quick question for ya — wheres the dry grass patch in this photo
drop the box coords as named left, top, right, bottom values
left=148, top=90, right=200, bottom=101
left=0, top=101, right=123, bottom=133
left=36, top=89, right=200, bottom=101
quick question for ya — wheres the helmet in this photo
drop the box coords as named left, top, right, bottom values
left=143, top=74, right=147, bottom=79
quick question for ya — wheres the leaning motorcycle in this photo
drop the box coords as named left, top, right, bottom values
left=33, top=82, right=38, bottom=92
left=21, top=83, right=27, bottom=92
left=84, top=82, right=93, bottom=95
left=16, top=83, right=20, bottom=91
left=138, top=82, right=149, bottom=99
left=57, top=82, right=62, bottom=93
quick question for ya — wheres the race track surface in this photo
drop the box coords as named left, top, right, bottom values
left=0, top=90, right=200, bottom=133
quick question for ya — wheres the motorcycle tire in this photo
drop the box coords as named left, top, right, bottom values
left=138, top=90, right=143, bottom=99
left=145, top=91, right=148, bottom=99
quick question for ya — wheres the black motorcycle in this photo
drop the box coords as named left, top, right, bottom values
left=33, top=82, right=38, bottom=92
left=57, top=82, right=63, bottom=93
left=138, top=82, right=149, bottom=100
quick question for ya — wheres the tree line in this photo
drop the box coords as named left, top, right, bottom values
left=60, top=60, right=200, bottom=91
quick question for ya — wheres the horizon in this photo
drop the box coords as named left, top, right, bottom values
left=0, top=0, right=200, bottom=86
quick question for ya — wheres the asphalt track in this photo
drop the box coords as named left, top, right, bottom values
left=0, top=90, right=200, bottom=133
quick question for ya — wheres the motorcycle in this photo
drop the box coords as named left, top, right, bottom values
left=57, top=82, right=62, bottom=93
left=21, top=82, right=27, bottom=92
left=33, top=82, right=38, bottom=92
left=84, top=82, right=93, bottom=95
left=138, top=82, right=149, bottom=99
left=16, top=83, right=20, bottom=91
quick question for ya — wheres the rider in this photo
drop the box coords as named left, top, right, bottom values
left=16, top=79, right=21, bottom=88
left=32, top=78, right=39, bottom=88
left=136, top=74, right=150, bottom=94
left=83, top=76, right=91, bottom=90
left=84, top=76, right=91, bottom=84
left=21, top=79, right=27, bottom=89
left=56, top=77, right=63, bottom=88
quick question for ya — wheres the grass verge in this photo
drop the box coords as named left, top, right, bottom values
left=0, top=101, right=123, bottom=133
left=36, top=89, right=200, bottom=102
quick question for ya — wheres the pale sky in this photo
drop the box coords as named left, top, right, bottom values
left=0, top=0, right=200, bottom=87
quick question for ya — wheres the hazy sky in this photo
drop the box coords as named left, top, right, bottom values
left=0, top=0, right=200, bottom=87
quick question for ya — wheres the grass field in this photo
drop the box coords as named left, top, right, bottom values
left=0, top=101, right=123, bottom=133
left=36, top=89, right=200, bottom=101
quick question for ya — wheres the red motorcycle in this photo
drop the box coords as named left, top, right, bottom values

******************************

**Brief:** Only lines holding the word "grass" belong in the answer; copy all of them from the records.

**Answer to this task:**
quick question for ya — wheres the dry grass patch in this photo
quick question for ya — wheres the grass verge in this photo
quick question for ya — wheres the grass field in this photo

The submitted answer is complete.